SUPPLIED PASSAGE:
*****

Kundera was a writer who was "fascinated by sex, and prone to sudden, if graceful, skips into autobiography, abstract rumination, and recent Czech history," according to John Updike, a reviewer for the Times.
His 1984 publication "The Unbearable Lightness of Being" later became a 1987 motion picture starring Juliette Binoche and Daniel Day-Lewis, and is by far his most well-known piece.
The Prague Spring and the exile that followed are the backdrop for this morality story about freedom and passion on both a personal and societal level.
NO RETURNING?
Following his exile in France, Kundera's detractors claim that he turned his back on fellow Czechs and dissidents.
He was accused of being a police informant under Communist rule in 2008 by a Czech magazine, which he dismissed as "pure lies."
After a 13-year sabbatical, Kundera released his first novel in 2013.
Five friends in Paris are the subject of "The Festival of Insignificance," which earned negative and positive reviews, with The Atlantic praising its "near-impenetrable irony" and The Guardian calling it a "stinker."
According to the New York Times, what Kundera "has to tell us seems to have less relevance." You can't help but wonder how his development would have changed if he had remained in Czechoslovakia or stayed there for a longer period of time.
His nationality was reinstated by the Czech Republic in 2019, and his birthplace of Brno saw the opening of the Milan Kundera Library in 2023.

*****

PROVIDED MATERIAL:
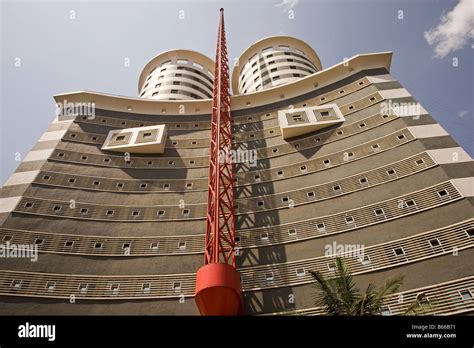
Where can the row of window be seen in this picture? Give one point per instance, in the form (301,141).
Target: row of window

*****

CHALLENGE:
In the Kundera passage, what did The Guardian call "The Festival of Insignificance"? Please answer briefly.

COMPLETE ANSWER:
The Guardian called it a "stinker."